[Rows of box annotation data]
□ □ □

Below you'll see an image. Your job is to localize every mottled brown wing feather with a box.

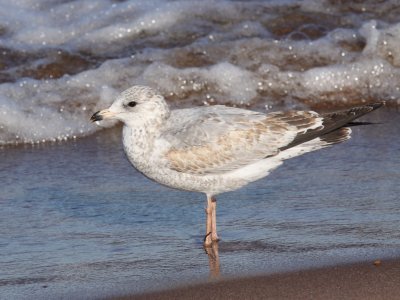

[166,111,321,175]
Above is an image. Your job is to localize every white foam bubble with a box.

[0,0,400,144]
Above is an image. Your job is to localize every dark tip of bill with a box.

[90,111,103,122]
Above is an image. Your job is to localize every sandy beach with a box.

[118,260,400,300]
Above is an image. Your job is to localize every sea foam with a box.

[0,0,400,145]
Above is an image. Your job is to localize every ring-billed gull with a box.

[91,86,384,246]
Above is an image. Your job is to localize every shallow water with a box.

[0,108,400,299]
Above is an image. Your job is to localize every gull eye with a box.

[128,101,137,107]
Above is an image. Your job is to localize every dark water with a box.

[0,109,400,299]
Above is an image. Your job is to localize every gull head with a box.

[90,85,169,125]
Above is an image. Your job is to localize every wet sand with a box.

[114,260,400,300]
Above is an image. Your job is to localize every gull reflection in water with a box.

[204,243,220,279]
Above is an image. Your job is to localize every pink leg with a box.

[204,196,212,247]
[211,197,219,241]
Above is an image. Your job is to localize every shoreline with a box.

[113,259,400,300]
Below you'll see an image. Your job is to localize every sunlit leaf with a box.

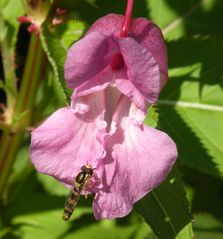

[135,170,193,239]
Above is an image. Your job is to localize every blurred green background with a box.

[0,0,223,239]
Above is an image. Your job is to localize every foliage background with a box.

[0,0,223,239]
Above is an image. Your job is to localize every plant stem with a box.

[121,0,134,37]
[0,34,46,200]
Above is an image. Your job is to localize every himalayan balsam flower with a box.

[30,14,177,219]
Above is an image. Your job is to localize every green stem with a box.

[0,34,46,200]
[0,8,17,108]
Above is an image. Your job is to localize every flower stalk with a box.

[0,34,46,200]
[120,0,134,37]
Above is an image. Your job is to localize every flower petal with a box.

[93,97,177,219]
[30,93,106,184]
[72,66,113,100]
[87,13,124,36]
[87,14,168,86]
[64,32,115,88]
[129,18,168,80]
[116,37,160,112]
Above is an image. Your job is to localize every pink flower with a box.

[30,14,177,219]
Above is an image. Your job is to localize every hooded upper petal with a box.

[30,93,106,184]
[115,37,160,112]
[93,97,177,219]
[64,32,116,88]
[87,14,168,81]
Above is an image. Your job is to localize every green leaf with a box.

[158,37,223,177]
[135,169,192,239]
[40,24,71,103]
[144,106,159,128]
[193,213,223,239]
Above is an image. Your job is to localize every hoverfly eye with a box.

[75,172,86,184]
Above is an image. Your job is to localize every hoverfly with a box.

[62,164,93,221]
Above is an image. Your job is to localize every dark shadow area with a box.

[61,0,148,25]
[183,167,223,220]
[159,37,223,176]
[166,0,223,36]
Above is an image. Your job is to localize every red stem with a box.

□ □ □

* REQUIREMENTS
Can you echo every one of the records above verbatim, leaving the pictures out?

* CORRECT ANSWER
Below you'll see an image. Your job is to localize every mottled brown wing feather with a box.


[166,111,321,175]
Above is an image. Your job is to localize every white foam bubble with a box.

[0,0,400,144]
Above is an image. Your job is to localize every dark tip of bill with a box.

[90,111,103,122]
Above is an image. Your job is to localize every sandy beach with a box.

[118,260,400,300]
Above is an image. Your job is to localize every sea foam with a box.

[0,0,400,145]
Above is an image. Your job is to localize every ring-billed gull with a box.

[91,86,384,246]
Above is an image. Your job is to localize every shallow water with a box.

[0,108,400,299]
Above is an image. Your job is to localize every gull eye with a box.

[128,101,137,107]
Above is an image. Your job is to localize every dark water with a box.

[0,109,400,299]
Above is an image. Your job is to localize every gull head with a box.

[90,85,169,125]
Above is an image. Your job is to localize every wet sand with a box.

[114,260,400,300]
Above is an image. Your job is to localize every gull reflection in water with a box.

[204,243,220,279]
Above is an image. Your job is to localize every pink leg with a box.

[204,196,212,247]
[211,197,219,241]
Above is an image. Your job is to localize every shoreline with a box.

[113,259,400,300]
Below you'll see an image. Your job is to localize every sunlit leaf with a box.


[135,170,193,239]
Above is an image. Your job is to localize every blurred green background with a box.

[0,0,223,239]
Above is an image. Your job is to localize every foliage background with a box.

[0,0,223,239]
Above is an image. Your job is to localize every plant stem with a box.

[121,0,134,37]
[0,34,46,200]
Above is an image. Your job is to localize every himalayan balsam flower with a box.

[30,14,177,219]
Above is an image. Your job is to localize every green stem with a box.

[0,34,46,200]
[0,8,17,108]
Above is an image. Your job is to localize every flower stalk with a box.

[0,34,46,200]
[120,0,134,37]
Above is an image. Your job is to localize every flower petal with a box.

[93,97,177,219]
[30,93,106,184]
[72,66,113,100]
[87,13,124,36]
[87,14,168,86]
[64,32,115,88]
[129,18,168,80]
[116,37,160,112]
Above is an image. Your job is to localize every pink flower with a box.

[30,14,177,219]
Above is an image. Your job is to localize every hooded upper petal with a box.

[30,93,106,184]
[115,37,160,112]
[93,97,177,219]
[64,32,116,88]
[87,14,168,81]
Above is an image. Your job is to localize every green leaf with a box.

[158,37,223,177]
[135,169,192,239]
[40,24,71,103]
[144,106,159,128]
[193,213,223,239]
Above is an image. Your job is to localize every hoverfly eye with a box.

[75,172,86,184]
Above is an image. Your job is to localize every hoverfly with a box.

[62,164,93,221]
Above is an image. Your job is to localize every dark shadow area with a box.

[61,0,148,25]
[183,167,223,220]
[159,37,223,176]
[166,0,223,36]
Above is an image. Your job is to localize every red stem with a box.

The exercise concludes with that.